== Work request ==
Begin at the line with "bounding boxes for" and write out every line after it, exactly, through the last line below, adding nothing.

(Spatial localization data)

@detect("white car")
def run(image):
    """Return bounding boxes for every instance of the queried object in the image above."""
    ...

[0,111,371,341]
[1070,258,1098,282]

== Task result ==
    """Return bounding boxes for every instance of the queried object in the image above."""
    ...

[0,111,371,341]
[1070,258,1098,282]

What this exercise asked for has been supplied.